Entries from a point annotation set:
■ ■ ■ ■
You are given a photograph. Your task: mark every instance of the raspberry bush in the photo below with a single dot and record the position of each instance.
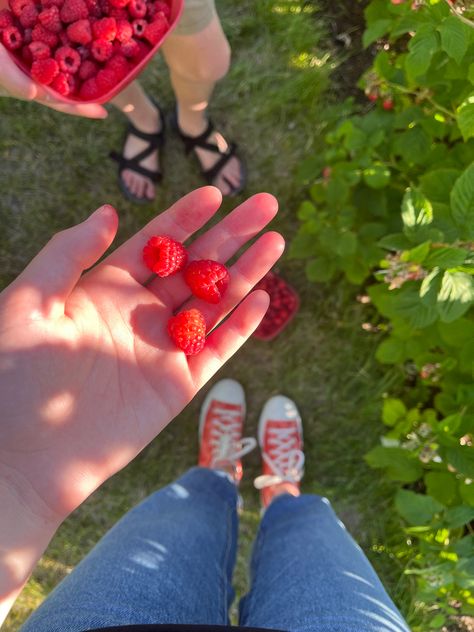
(392, 208)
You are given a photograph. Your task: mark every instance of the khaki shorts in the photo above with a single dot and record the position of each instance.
(197, 14)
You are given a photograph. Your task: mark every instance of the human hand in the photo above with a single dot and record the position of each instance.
(15, 83)
(88, 374)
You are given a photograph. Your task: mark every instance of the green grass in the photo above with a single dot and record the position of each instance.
(55, 171)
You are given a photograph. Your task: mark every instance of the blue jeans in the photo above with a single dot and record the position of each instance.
(170, 560)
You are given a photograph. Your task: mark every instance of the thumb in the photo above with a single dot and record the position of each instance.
(56, 269)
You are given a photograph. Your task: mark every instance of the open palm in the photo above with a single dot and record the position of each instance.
(88, 373)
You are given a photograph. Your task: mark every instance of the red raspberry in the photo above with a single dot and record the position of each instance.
(188, 331)
(68, 59)
(88, 69)
(28, 16)
(39, 50)
(6, 18)
(124, 31)
(130, 48)
(49, 18)
(137, 8)
(154, 31)
(102, 50)
(119, 66)
(139, 27)
(12, 38)
(17, 6)
(164, 256)
(44, 70)
(73, 10)
(40, 34)
(89, 90)
(106, 28)
(80, 32)
(158, 7)
(207, 279)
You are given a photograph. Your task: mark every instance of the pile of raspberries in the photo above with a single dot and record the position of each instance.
(82, 48)
(207, 280)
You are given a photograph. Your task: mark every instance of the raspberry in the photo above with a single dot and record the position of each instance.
(130, 48)
(28, 16)
(106, 28)
(73, 10)
(124, 31)
(68, 59)
(87, 70)
(89, 90)
(102, 50)
(139, 27)
(158, 7)
(137, 8)
(12, 38)
(17, 6)
(49, 18)
(164, 256)
(39, 50)
(154, 31)
(188, 331)
(40, 34)
(207, 279)
(44, 70)
(6, 18)
(80, 32)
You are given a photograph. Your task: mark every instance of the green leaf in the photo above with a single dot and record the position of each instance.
(399, 464)
(422, 47)
(417, 509)
(416, 211)
(375, 31)
(442, 486)
(320, 270)
(454, 37)
(455, 296)
(445, 258)
(465, 118)
(458, 516)
(393, 411)
(462, 202)
(376, 176)
(437, 184)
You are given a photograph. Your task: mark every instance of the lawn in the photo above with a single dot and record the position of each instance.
(54, 171)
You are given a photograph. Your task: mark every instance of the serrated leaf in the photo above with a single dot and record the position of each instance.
(454, 37)
(399, 464)
(465, 118)
(462, 202)
(455, 296)
(417, 509)
(421, 48)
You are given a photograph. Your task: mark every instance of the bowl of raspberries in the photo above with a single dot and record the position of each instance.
(85, 50)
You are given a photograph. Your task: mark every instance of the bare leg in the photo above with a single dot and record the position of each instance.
(140, 111)
(196, 62)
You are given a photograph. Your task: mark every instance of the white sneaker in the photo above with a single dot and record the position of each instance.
(220, 429)
(280, 437)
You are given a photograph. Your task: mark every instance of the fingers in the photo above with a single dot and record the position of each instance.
(244, 275)
(56, 269)
(220, 243)
(227, 339)
(180, 221)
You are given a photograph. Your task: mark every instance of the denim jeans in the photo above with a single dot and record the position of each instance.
(170, 560)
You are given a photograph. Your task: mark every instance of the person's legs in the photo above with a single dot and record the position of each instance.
(308, 574)
(169, 560)
(196, 62)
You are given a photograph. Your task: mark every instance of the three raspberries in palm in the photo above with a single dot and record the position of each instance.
(207, 279)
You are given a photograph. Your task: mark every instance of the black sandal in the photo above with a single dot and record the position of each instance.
(155, 141)
(191, 142)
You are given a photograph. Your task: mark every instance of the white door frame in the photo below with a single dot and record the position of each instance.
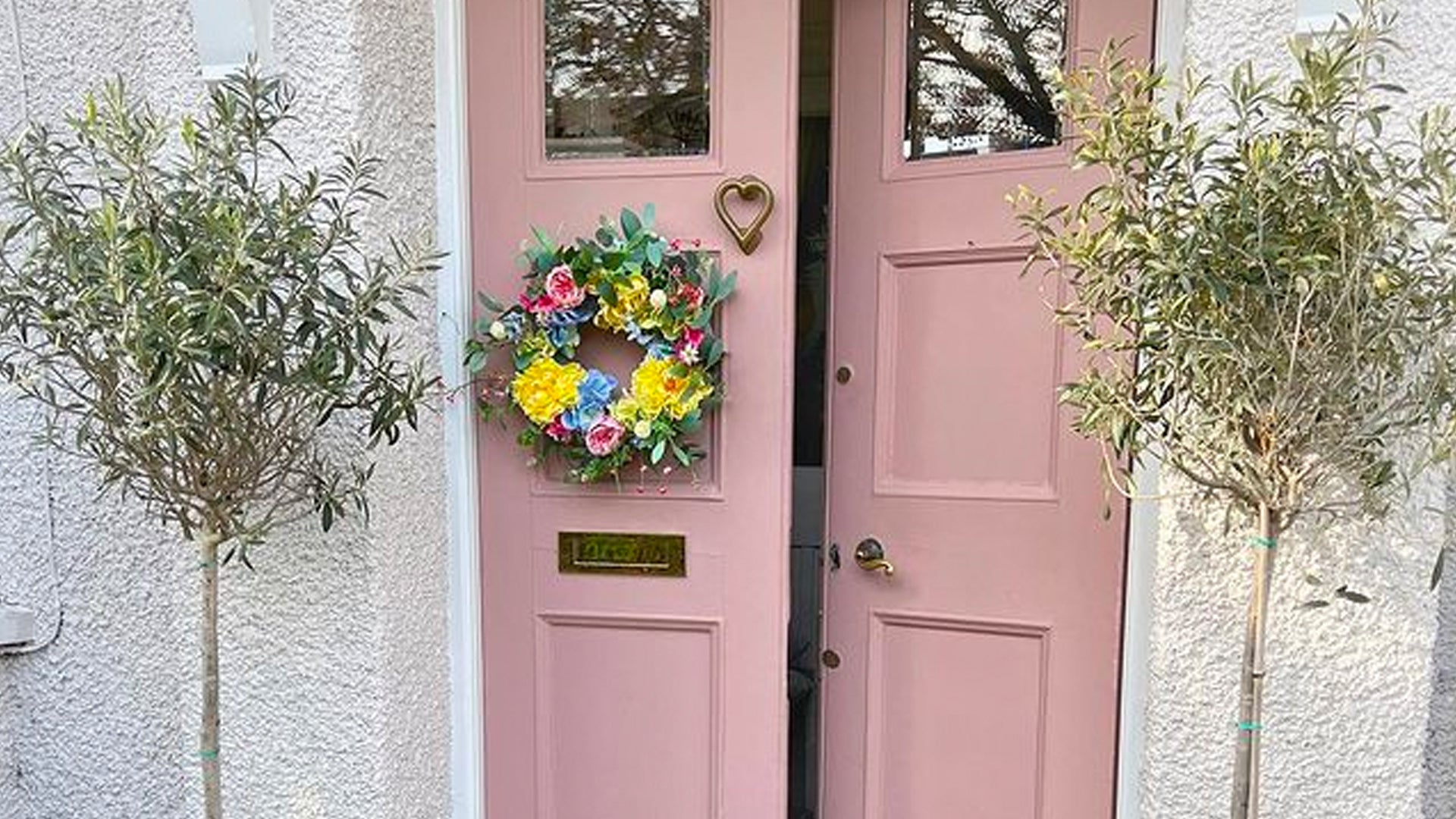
(455, 302)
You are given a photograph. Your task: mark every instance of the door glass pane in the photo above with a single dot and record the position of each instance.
(979, 76)
(626, 77)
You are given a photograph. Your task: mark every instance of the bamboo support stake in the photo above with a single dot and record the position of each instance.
(1251, 687)
(209, 746)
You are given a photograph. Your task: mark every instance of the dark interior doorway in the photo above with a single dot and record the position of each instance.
(811, 325)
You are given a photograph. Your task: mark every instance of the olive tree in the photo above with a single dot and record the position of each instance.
(1266, 297)
(204, 322)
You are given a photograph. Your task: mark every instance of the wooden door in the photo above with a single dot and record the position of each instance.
(982, 678)
(613, 697)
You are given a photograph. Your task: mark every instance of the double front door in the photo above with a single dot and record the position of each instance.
(973, 592)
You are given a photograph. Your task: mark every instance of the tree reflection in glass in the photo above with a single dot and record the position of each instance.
(626, 77)
(979, 74)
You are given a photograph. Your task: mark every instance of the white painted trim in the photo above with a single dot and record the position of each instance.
(1142, 528)
(455, 297)
(1138, 614)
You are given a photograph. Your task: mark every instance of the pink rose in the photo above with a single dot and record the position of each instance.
(691, 295)
(558, 430)
(563, 287)
(604, 436)
(688, 346)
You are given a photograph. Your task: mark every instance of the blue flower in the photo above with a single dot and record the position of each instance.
(655, 346)
(566, 318)
(595, 391)
(593, 397)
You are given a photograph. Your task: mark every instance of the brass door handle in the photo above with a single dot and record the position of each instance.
(870, 554)
(750, 190)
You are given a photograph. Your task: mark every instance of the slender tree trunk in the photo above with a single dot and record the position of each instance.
(1251, 686)
(207, 751)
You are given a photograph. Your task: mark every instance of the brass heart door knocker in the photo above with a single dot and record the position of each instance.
(750, 190)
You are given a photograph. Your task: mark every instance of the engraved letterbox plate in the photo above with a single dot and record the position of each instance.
(620, 553)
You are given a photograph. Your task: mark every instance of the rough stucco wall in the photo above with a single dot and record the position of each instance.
(334, 653)
(1350, 694)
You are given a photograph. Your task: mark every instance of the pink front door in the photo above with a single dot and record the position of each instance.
(981, 679)
(612, 697)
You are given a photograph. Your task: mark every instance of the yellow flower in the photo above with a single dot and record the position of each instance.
(631, 305)
(546, 390)
(657, 390)
(689, 400)
(625, 410)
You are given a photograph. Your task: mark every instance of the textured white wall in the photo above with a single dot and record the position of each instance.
(334, 653)
(1350, 695)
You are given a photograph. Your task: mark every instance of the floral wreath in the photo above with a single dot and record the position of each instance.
(625, 280)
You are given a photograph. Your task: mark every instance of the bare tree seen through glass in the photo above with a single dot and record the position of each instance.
(626, 77)
(979, 76)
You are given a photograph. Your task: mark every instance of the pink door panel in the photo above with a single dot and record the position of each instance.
(981, 681)
(612, 697)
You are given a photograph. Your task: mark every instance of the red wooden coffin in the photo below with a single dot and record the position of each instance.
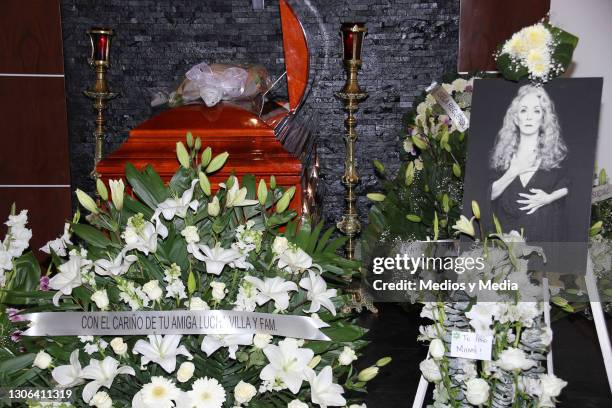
(271, 145)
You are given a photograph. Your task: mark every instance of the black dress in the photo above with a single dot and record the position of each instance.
(546, 224)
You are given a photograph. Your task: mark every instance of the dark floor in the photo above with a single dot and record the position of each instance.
(393, 332)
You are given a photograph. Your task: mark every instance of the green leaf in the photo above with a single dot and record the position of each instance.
(413, 218)
(91, 235)
(181, 181)
(182, 155)
(285, 199)
(17, 363)
(456, 170)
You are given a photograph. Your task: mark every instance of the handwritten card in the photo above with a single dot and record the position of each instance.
(471, 345)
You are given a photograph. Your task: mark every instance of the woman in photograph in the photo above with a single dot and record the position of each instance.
(529, 186)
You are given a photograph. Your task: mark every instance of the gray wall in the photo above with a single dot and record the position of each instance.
(409, 44)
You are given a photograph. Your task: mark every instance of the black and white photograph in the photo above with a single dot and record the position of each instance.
(531, 156)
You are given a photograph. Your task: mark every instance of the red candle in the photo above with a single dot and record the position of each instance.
(348, 45)
(100, 43)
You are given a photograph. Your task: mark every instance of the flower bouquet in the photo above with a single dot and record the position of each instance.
(181, 252)
(428, 188)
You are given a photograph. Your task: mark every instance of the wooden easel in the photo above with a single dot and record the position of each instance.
(600, 327)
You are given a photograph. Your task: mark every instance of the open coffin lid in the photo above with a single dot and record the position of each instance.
(279, 145)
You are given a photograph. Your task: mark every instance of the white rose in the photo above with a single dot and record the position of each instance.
(546, 336)
(244, 392)
(280, 245)
(118, 346)
(101, 400)
(550, 385)
(191, 234)
(100, 298)
(436, 349)
(514, 359)
(152, 289)
(296, 404)
(347, 356)
(42, 360)
(185, 371)
(262, 340)
(477, 391)
(196, 303)
(218, 292)
(430, 370)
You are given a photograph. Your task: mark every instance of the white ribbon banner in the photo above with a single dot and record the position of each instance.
(449, 105)
(173, 322)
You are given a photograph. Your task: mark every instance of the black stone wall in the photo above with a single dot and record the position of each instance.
(409, 44)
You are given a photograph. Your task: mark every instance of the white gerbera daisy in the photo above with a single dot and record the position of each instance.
(207, 393)
(538, 62)
(537, 36)
(160, 393)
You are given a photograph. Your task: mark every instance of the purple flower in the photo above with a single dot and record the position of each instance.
(16, 336)
(44, 283)
(13, 315)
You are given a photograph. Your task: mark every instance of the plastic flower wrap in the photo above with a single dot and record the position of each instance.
(428, 187)
(181, 247)
(217, 82)
(539, 52)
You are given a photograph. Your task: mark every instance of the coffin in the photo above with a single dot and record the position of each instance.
(280, 143)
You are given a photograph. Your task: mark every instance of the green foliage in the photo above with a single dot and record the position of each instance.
(424, 199)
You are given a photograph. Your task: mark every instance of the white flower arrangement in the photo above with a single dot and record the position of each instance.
(515, 376)
(172, 250)
(539, 52)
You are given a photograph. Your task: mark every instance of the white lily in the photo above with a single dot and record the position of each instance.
(323, 391)
(59, 245)
(117, 188)
(216, 258)
(276, 289)
(175, 206)
(288, 362)
(463, 225)
(69, 375)
(117, 266)
(213, 342)
(69, 277)
(318, 294)
(161, 350)
(142, 235)
(236, 196)
(103, 374)
(294, 259)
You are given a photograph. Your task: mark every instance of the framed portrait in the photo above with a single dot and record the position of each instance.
(530, 162)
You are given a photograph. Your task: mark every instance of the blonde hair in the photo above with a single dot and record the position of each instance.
(551, 149)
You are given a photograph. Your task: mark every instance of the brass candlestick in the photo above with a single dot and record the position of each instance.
(351, 95)
(99, 93)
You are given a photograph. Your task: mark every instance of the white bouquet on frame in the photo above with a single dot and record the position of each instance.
(181, 248)
(539, 52)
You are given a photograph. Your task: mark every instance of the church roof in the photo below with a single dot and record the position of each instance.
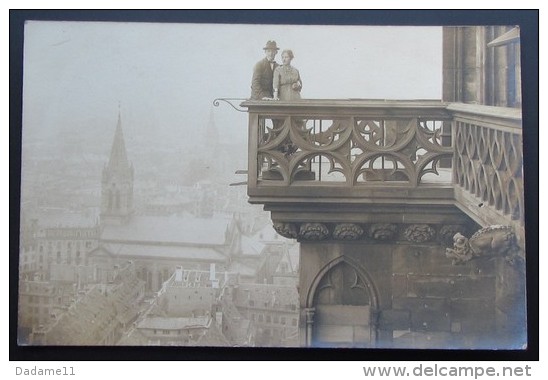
(174, 323)
(183, 230)
(130, 251)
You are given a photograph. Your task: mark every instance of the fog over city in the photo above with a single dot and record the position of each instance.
(127, 216)
(164, 77)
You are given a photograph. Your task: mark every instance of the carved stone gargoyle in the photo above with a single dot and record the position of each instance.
(492, 241)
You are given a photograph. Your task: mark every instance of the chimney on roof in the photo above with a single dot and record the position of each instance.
(212, 274)
(179, 274)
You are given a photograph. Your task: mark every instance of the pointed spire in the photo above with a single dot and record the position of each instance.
(212, 135)
(118, 154)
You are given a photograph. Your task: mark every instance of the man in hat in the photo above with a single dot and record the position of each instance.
(263, 72)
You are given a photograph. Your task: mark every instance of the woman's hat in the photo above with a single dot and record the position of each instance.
(271, 45)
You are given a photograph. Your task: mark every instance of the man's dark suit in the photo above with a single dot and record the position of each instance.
(261, 83)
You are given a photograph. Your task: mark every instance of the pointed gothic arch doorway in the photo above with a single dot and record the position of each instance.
(341, 306)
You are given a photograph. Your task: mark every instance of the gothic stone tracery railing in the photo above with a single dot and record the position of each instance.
(348, 144)
(408, 150)
(489, 162)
■ ■ ■ ■
Every line from the one containing "of the chimney" through the end of the entries above must be echoed exactly, with both ends kept.

You are given a photograph. Your task: mark every instance of the chimney on roof in the photo above with a single dot and record the position of each instance.
(212, 274)
(179, 274)
You are given a photograph. Your task: mark every instance of the pointed spire in the photo above with a single dot and record the position of each instance.
(212, 135)
(118, 154)
You are given a photograph. Your task: mark every instance of the man in hat in the photo above with a single dot and record the position of each instance.
(263, 72)
You are given a photograph. Your task: mark every instance of the woman's hat in the photo above with a single dot and record the position of each instance.
(271, 45)
You are given a photograph. Your task: mark every instance of the man's dark suit in the photo above with a single dot and record the position of each instance.
(261, 83)
You are given a photograph. Your task: mark every instance of the pointed gothic arch doorway in the photo above with a single dot and record the position of each instance.
(341, 306)
You are given a photograph. Your task: mark every instance of the gothic stone tracery railing in the photo above with a single dot and record the position of each instance.
(348, 144)
(408, 150)
(489, 162)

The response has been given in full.